─── Extracted material

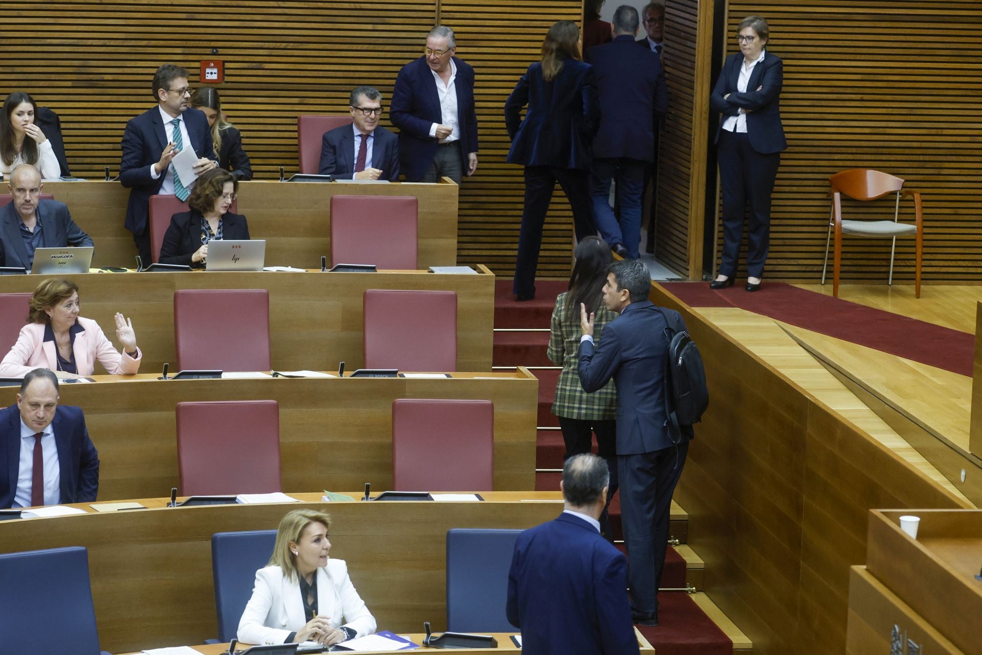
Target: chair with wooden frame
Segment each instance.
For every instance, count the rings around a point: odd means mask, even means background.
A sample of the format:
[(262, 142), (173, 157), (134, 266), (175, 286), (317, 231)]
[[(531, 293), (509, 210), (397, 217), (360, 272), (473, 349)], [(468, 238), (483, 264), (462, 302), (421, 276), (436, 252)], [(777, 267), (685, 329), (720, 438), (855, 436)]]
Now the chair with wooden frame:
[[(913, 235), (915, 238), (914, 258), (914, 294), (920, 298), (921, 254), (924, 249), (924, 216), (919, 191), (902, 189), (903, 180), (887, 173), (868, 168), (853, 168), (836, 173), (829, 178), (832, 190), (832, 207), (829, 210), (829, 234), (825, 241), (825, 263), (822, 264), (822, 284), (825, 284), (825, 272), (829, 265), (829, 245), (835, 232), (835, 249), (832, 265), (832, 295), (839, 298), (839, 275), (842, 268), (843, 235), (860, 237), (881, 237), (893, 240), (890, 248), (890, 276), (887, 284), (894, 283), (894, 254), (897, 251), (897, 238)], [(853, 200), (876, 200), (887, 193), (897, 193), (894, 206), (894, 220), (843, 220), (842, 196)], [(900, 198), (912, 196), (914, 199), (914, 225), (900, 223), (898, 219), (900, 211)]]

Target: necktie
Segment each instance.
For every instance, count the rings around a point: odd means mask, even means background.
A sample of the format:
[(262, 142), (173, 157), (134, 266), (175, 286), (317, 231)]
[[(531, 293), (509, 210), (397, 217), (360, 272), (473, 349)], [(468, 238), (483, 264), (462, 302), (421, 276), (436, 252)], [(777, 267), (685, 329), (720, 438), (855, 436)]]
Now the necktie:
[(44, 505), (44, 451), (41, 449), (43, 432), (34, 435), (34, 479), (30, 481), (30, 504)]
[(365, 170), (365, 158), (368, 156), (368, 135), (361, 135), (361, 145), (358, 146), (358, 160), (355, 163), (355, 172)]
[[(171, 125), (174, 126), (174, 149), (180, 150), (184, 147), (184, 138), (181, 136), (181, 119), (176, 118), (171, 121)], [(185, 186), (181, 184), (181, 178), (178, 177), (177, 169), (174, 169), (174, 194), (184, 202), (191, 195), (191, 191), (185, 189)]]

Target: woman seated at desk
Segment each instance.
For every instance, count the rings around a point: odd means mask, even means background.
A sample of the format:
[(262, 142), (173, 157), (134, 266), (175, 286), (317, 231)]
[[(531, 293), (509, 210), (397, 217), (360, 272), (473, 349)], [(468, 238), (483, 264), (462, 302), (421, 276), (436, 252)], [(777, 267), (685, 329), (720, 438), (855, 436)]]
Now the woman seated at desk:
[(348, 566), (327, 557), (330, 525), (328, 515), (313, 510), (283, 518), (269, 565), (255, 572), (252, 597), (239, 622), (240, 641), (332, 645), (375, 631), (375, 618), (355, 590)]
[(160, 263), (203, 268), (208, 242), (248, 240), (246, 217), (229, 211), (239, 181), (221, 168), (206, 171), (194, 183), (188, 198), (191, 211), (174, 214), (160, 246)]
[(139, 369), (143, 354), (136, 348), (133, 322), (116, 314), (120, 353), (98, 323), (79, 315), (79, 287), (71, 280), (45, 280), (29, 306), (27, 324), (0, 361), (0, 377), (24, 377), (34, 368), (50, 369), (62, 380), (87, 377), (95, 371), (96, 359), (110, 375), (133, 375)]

──────

* Task statement *
Turn every line of the records above into a JSON list of strings, one string per line, skipping blank lines and leaving out the pictures.

* Answer to this exercise *
[
  "Target: chair with wooden frame",
  "Segment each instance.",
  "For every instance, count the rings around a point: odd means mask, even means background.",
  "A sample of the format:",
  "[(262, 142), (173, 157), (134, 266), (175, 286), (317, 231)]",
  "[[(531, 293), (509, 210), (397, 217), (360, 272), (473, 349)], [(468, 238), (483, 264), (462, 302), (421, 276), (436, 252)], [(777, 267), (685, 329), (720, 438), (855, 436)]]",
  "Now the chair with wooden frame:",
  "[[(913, 235), (915, 238), (914, 258), (914, 294), (920, 298), (921, 254), (924, 249), (924, 216), (919, 191), (902, 189), (903, 180), (887, 173), (868, 168), (853, 168), (836, 173), (829, 178), (832, 190), (832, 207), (829, 210), (829, 234), (825, 241), (825, 263), (822, 264), (822, 284), (825, 284), (825, 272), (829, 265), (829, 245), (835, 232), (835, 249), (832, 265), (832, 295), (839, 298), (839, 275), (842, 268), (843, 235), (860, 237), (881, 237), (893, 240), (890, 248), (890, 276), (887, 284), (894, 283), (894, 254), (897, 251), (897, 238)], [(853, 200), (876, 200), (887, 193), (897, 193), (894, 206), (894, 220), (843, 220), (842, 196)], [(900, 198), (912, 196), (914, 199), (914, 225), (900, 223), (898, 219), (900, 211)]]",
  "Target: necktie",
  "Segment each instance.",
  "For every instance, count the rings around a point: odd means mask, even means background.",
  "A sample of the format:",
  "[(262, 142), (173, 157), (134, 266), (175, 286), (317, 231)]",
  "[[(531, 293), (509, 210), (397, 217), (360, 272), (473, 349)], [(468, 238), (483, 264), (462, 302), (421, 276), (436, 252)], [(777, 267), (685, 329), (720, 438), (855, 436)]]",
  "Now the necktie:",
  "[(44, 505), (44, 451), (41, 449), (43, 432), (34, 435), (34, 479), (30, 481), (30, 504)]",
  "[(365, 170), (365, 158), (368, 156), (368, 135), (361, 135), (361, 145), (358, 146), (358, 160), (355, 163), (355, 172)]",
  "[[(171, 125), (174, 126), (174, 149), (180, 150), (184, 147), (184, 138), (181, 136), (181, 119), (176, 118), (171, 121)], [(185, 186), (181, 184), (181, 178), (178, 177), (177, 169), (174, 169), (174, 194), (184, 202), (191, 195), (191, 191), (185, 189)]]",
  "Target: woman seated at desk",
  "Segment each instance.",
  "For every instance, count the rings around a point: odd means mask, even means background.",
  "A sample of the format:",
  "[(262, 142), (173, 157), (134, 266), (175, 286), (317, 231)]",
  "[[(531, 293), (509, 210), (397, 217), (360, 272), (473, 349)], [(468, 238), (483, 264), (462, 302), (421, 276), (436, 252)], [(777, 267), (685, 329), (720, 438), (855, 436)]]",
  "Now the woman seated at desk:",
  "[(348, 566), (327, 557), (330, 525), (328, 515), (313, 510), (283, 518), (269, 565), (255, 572), (252, 597), (239, 622), (240, 641), (332, 645), (375, 631), (375, 618), (355, 590)]",
  "[(160, 263), (203, 268), (208, 242), (248, 240), (246, 217), (229, 211), (239, 181), (221, 168), (206, 171), (194, 183), (188, 198), (191, 211), (174, 214), (160, 246)]",
  "[(139, 369), (143, 354), (136, 348), (133, 322), (116, 314), (120, 353), (98, 323), (79, 315), (79, 287), (71, 280), (45, 280), (29, 306), (27, 324), (0, 361), (0, 377), (24, 377), (34, 368), (50, 369), (62, 380), (87, 377), (95, 371), (96, 359), (110, 375), (133, 375)]"
]